*Entries from a point annotation set*:
»»
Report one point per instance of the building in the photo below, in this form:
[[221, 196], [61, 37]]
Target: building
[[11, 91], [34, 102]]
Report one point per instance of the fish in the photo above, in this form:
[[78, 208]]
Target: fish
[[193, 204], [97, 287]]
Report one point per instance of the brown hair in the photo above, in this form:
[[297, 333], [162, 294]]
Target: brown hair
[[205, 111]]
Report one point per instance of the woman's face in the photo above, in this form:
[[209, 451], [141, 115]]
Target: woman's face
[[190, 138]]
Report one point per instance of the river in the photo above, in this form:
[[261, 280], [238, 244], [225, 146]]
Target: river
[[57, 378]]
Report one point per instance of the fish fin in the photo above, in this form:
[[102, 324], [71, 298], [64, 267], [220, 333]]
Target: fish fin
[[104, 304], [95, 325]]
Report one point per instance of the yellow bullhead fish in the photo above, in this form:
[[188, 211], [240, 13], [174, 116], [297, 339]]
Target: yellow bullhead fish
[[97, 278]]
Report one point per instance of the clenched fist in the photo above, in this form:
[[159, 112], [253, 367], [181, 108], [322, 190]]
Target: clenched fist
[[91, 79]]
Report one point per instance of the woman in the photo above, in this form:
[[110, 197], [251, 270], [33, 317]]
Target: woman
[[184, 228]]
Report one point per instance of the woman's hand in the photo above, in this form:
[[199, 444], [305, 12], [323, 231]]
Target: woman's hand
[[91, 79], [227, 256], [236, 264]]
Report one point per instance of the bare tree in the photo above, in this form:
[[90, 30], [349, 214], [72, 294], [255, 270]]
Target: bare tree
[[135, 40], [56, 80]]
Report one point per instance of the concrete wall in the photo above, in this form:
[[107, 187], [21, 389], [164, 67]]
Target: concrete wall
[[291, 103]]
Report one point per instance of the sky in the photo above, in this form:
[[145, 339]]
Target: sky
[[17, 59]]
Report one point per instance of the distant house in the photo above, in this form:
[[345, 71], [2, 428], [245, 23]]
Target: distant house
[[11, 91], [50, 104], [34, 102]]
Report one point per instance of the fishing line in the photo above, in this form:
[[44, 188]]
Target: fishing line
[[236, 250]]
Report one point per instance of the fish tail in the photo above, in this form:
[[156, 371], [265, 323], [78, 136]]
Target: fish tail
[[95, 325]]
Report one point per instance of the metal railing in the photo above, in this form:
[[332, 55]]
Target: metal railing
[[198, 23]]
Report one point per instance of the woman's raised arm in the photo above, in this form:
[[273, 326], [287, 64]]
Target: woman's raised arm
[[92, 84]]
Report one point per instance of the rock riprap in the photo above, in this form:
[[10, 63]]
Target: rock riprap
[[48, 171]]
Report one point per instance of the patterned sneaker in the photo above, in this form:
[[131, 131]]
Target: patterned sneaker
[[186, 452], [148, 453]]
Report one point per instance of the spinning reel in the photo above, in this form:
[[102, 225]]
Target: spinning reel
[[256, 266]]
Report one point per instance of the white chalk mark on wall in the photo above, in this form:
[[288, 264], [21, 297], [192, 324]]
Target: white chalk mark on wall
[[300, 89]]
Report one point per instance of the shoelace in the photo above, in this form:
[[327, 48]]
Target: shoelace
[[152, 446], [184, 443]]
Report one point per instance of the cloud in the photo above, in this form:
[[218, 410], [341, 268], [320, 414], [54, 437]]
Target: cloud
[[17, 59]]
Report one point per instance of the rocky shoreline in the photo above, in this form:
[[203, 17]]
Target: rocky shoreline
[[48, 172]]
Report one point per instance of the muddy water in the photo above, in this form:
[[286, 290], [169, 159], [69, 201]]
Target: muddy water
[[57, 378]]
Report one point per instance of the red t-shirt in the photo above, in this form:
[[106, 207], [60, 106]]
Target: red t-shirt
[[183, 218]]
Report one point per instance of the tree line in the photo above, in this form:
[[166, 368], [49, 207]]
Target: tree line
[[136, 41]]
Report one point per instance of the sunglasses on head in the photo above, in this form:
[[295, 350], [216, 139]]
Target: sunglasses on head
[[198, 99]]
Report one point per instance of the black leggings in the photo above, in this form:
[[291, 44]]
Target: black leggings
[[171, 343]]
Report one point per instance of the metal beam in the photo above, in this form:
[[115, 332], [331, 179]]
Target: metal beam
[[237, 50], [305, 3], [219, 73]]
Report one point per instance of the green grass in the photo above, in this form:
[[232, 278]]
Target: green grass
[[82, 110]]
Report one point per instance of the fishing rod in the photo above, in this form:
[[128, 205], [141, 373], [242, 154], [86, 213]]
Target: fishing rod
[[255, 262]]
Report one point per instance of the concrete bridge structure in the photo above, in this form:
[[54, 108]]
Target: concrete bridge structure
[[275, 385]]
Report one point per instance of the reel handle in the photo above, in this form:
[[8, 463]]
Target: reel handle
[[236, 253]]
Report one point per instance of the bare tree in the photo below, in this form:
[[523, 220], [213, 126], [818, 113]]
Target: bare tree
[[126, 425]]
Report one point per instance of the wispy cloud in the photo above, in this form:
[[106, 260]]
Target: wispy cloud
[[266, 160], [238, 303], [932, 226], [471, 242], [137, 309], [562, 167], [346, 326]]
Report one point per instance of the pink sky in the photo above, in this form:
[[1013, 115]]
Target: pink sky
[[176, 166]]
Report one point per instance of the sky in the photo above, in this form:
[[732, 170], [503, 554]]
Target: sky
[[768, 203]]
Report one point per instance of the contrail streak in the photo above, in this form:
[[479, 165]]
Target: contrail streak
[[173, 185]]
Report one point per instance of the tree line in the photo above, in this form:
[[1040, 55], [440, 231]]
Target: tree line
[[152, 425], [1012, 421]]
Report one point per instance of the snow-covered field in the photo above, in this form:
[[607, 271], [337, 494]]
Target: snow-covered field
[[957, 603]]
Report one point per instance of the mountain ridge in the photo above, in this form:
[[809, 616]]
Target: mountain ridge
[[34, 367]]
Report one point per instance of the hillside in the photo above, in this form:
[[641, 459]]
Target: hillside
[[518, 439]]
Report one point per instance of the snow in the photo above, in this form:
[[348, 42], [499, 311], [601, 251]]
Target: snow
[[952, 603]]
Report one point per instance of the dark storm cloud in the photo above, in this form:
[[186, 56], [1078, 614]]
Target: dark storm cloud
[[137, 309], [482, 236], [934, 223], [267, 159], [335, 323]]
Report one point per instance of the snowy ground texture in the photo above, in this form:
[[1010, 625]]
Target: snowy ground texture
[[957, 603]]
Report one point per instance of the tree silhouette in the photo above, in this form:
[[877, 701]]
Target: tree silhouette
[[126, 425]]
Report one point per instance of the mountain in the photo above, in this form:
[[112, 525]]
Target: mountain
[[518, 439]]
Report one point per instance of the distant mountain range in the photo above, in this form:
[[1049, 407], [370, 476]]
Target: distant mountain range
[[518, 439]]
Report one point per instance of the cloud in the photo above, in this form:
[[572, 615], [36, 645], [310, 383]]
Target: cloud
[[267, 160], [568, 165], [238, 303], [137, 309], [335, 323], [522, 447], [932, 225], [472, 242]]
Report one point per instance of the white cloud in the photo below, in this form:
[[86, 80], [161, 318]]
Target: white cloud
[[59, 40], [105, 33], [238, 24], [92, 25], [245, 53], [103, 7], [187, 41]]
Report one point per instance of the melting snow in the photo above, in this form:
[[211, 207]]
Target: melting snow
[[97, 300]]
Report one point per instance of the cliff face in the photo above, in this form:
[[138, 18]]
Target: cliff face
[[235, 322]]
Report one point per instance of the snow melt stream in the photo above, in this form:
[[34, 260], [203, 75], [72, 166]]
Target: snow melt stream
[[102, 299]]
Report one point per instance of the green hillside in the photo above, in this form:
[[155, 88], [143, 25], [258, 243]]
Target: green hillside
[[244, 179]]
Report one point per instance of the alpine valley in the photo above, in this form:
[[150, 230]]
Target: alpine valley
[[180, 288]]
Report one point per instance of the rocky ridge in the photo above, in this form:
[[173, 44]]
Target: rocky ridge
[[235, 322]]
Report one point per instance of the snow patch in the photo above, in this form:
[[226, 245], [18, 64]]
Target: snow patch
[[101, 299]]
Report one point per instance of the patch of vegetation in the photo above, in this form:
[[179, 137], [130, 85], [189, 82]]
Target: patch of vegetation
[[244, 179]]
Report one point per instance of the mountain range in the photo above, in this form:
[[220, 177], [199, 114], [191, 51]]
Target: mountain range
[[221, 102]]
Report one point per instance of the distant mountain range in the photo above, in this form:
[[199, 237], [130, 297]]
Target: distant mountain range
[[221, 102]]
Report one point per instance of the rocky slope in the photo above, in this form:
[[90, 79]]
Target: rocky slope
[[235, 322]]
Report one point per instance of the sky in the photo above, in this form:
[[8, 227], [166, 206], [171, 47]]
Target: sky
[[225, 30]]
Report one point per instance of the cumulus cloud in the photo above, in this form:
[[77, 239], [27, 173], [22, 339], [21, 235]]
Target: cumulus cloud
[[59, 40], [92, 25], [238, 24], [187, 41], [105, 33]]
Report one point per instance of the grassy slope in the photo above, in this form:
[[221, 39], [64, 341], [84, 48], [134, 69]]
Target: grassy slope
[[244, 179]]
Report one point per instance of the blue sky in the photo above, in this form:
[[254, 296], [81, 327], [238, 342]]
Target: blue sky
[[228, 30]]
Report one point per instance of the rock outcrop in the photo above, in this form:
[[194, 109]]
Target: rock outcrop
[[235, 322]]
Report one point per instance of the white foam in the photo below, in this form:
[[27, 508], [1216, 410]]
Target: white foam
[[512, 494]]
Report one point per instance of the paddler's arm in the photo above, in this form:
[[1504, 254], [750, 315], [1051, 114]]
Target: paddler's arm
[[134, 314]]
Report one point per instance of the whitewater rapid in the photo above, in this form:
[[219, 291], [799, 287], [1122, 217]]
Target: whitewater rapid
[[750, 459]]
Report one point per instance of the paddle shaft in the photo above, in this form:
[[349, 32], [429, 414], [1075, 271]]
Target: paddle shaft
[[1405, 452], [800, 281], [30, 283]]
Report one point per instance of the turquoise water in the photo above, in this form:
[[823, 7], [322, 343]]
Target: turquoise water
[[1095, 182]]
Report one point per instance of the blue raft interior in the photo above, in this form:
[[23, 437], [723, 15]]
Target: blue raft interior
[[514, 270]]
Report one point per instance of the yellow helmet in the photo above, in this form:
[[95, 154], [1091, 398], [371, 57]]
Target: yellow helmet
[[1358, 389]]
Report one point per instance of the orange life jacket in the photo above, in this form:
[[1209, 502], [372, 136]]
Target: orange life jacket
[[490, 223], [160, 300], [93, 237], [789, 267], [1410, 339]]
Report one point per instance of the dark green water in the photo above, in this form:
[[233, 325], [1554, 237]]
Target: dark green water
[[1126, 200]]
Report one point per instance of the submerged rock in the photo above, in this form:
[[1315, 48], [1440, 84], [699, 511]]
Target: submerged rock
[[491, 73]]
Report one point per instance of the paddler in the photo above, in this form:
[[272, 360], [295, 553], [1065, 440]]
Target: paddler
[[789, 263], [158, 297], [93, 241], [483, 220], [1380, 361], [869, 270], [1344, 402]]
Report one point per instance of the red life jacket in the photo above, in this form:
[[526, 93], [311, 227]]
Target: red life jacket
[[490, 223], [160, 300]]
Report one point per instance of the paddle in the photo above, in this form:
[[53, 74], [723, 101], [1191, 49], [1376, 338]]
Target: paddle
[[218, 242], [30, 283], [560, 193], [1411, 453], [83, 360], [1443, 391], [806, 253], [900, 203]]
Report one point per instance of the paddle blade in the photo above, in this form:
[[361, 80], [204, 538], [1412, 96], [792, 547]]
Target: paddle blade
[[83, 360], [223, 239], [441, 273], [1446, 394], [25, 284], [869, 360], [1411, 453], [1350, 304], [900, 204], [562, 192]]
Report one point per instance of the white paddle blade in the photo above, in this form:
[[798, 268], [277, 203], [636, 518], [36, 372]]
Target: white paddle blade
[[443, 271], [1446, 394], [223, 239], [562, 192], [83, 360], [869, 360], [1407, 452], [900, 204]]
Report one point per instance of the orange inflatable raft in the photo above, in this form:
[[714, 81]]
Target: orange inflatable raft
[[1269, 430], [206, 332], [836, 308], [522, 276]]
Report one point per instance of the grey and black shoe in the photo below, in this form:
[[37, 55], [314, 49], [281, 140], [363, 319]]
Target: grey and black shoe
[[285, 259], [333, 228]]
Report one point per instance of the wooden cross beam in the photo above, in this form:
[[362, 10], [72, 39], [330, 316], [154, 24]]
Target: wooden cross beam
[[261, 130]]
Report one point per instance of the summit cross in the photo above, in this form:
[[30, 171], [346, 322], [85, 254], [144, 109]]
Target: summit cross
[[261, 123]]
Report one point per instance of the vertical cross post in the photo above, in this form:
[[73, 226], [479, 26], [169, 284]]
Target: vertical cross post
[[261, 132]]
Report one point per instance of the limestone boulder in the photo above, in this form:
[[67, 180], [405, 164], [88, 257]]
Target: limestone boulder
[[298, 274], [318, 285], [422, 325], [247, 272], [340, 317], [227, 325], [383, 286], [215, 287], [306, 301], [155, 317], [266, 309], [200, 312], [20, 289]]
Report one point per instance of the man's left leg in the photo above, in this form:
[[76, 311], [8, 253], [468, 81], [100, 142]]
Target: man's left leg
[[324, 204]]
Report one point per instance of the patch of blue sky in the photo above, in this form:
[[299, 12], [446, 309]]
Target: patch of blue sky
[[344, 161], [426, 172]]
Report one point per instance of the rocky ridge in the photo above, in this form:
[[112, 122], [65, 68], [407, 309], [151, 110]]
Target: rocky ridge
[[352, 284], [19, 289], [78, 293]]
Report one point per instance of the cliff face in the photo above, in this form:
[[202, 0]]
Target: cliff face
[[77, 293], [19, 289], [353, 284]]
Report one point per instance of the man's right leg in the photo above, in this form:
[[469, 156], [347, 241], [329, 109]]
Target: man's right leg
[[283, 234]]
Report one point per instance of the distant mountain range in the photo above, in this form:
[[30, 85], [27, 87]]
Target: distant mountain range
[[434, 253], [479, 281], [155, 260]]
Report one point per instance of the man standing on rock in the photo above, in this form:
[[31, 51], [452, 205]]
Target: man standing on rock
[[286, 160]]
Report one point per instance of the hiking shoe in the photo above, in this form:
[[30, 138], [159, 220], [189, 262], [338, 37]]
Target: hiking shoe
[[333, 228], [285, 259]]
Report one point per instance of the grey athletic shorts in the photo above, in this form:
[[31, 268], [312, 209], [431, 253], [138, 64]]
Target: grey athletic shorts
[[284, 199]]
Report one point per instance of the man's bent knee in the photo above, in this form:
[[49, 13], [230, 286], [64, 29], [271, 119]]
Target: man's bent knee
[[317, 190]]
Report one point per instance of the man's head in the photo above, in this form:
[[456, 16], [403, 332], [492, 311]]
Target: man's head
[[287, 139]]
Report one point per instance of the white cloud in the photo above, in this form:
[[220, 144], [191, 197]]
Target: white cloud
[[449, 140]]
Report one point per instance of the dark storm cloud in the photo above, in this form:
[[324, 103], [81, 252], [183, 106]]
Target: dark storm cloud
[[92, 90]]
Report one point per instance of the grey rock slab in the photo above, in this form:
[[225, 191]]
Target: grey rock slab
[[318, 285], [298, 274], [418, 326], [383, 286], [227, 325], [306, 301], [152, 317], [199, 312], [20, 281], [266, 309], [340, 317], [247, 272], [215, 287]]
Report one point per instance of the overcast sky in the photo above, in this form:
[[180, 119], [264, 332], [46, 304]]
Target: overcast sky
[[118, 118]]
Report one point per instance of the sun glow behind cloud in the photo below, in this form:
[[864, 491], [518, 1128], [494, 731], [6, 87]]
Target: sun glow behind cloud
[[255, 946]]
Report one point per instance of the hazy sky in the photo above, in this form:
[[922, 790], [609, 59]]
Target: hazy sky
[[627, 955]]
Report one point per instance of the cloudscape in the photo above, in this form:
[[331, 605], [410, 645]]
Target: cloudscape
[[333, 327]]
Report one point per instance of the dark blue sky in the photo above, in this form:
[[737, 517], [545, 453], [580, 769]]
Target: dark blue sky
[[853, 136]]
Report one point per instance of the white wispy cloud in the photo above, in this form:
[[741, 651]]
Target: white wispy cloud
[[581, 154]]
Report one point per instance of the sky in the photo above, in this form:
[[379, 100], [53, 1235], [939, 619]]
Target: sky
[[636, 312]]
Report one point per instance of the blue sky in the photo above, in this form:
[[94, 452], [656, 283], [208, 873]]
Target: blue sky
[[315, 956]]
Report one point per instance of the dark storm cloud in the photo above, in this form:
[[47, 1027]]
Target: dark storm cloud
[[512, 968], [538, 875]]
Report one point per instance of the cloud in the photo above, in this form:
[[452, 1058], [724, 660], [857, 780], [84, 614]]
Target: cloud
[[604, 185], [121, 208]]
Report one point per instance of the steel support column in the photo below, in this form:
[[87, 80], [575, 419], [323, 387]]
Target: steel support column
««
*Problem requirements*: Leave out every line before the one containing "Report one point per instance of the steel"; set down that line and all remaining lines of the material exactly.

*Response to this task*:
Report one point per instance of the steel support column in the photo below, in this form:
[[87, 80], [575, 419], [323, 387]]
Target: steel support column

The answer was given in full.